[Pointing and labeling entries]
# # # #

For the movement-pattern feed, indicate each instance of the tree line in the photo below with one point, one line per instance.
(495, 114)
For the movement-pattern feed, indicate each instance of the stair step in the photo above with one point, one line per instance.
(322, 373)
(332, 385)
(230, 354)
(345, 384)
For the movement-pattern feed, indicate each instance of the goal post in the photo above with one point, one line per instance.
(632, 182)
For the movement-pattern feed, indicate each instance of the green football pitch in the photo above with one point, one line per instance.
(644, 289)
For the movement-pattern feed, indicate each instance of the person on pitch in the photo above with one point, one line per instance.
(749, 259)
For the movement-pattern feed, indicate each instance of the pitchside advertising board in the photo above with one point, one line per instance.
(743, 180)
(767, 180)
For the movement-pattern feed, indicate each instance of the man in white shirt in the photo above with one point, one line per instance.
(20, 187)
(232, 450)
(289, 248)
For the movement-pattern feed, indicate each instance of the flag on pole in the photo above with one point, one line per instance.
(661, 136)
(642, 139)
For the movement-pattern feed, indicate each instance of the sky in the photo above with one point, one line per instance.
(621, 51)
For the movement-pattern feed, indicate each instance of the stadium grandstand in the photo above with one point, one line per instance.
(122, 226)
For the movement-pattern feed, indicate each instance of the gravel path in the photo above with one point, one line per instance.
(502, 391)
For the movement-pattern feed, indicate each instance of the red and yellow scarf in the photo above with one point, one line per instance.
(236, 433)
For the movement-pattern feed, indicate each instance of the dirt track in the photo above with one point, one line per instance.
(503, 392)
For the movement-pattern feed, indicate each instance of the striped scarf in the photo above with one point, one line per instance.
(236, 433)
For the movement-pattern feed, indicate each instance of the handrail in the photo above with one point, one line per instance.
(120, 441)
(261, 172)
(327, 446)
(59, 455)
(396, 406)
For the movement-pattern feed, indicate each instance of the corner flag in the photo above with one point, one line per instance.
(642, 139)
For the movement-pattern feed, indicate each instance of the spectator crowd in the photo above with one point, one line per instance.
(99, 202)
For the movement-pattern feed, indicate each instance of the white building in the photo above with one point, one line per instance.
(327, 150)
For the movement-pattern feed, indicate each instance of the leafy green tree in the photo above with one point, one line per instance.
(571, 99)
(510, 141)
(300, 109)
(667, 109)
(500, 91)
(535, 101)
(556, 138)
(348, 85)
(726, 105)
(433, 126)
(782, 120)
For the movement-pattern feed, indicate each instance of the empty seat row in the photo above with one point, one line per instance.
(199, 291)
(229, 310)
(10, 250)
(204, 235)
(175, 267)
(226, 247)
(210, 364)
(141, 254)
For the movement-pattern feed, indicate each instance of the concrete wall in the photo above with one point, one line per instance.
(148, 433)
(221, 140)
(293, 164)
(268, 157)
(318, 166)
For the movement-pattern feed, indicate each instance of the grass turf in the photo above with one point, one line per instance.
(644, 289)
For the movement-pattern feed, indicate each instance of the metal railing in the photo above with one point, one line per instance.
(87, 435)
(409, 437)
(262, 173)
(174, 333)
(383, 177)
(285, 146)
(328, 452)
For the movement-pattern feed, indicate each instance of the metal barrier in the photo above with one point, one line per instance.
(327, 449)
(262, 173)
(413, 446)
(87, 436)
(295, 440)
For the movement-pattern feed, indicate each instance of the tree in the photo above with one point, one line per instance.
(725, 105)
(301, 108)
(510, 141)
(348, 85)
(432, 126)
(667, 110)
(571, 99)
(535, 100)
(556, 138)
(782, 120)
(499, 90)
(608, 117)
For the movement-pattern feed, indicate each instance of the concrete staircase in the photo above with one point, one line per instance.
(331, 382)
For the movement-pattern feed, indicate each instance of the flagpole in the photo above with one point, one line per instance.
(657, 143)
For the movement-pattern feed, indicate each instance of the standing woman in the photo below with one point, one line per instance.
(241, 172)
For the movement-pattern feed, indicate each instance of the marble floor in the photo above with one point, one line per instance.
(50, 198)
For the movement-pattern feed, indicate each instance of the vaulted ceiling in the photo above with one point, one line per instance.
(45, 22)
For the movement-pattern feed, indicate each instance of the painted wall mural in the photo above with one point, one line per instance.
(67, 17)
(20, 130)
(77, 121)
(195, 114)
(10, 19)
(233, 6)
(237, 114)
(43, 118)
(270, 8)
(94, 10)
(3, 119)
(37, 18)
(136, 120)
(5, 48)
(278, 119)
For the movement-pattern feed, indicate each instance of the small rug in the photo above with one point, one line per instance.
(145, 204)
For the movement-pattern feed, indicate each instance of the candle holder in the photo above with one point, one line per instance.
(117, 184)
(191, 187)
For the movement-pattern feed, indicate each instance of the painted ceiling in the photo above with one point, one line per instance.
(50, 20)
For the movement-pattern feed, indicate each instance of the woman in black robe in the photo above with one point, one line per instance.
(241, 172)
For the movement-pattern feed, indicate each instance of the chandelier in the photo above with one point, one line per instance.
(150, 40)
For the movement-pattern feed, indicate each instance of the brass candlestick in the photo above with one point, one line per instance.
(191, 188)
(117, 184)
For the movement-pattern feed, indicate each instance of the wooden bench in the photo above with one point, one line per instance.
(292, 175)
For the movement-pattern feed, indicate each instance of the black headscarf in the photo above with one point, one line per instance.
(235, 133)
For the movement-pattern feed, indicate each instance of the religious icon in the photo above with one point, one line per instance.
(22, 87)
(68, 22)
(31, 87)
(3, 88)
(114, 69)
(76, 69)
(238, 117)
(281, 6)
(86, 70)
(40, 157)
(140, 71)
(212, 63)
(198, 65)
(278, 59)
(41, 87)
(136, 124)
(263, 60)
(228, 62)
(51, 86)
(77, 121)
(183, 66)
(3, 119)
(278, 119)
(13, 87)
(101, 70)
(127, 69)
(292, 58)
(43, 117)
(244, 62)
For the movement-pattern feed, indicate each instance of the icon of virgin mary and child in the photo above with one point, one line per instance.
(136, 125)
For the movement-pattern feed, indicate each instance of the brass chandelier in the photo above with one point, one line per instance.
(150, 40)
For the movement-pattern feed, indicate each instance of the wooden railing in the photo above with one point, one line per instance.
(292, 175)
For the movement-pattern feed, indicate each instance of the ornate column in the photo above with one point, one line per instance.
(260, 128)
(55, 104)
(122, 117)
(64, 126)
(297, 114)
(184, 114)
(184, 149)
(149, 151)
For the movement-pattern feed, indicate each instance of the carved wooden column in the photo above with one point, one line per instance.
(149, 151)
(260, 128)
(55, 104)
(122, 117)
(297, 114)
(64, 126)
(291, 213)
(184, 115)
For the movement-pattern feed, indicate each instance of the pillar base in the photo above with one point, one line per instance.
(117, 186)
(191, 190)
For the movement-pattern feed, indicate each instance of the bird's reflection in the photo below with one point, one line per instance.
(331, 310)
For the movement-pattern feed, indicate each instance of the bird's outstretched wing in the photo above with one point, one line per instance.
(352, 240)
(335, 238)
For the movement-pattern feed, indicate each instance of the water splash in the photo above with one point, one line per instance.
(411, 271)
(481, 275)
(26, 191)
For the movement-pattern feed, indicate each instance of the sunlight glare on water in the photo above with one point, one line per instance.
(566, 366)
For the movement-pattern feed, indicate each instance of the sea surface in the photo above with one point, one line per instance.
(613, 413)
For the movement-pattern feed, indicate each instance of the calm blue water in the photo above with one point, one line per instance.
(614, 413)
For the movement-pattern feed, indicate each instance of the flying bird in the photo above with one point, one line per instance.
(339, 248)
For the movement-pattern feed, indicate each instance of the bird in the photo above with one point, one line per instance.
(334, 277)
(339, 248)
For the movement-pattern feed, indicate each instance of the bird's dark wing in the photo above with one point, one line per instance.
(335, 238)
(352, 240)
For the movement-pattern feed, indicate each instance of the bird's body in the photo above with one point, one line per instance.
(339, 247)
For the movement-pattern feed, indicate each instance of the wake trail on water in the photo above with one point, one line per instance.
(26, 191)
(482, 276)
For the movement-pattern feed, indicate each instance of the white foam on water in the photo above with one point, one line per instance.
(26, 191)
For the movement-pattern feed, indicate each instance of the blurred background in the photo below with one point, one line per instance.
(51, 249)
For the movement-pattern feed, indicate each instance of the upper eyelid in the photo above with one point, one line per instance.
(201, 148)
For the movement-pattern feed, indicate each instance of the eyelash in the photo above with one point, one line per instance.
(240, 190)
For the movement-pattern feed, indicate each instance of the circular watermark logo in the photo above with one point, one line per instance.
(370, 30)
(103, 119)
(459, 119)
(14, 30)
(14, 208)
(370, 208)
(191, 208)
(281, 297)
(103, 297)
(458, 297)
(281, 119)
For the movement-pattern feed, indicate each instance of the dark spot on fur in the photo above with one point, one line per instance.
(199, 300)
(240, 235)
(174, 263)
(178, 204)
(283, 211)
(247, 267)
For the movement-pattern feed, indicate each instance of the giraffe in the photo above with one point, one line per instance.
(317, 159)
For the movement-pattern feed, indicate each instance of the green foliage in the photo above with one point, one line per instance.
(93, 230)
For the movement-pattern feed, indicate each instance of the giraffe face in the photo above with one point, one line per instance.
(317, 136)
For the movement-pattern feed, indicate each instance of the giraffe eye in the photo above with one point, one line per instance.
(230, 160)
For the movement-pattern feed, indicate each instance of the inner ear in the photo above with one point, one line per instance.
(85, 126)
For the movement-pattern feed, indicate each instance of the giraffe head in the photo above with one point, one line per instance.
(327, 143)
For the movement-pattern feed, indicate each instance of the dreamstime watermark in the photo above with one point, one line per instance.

# # # #

Reproduce only the lines running from the one with "the giraffe face" through the final line of the listing above, both ends included.

Written response:
For the movement-pattern feed, indicate each instance of the giraffe face in the photo above with one point, one line per instance.
(317, 136)
For the movement-pattern feed, indicate each instance of the giraffe eye in the photo above with one point, one line per instance.
(230, 160)
For the movement-pattern feed, indicate each instance of the inner ear in the photo above with one point, one line per instance.
(85, 126)
For the movement-pattern feed, indicate each instance of the giraffe head in the photo above with one point, one line per instance.
(327, 143)
For the movement-pattern feed, indicate each instance of the dreamstime watermark in the photo above with one point, one line per instance.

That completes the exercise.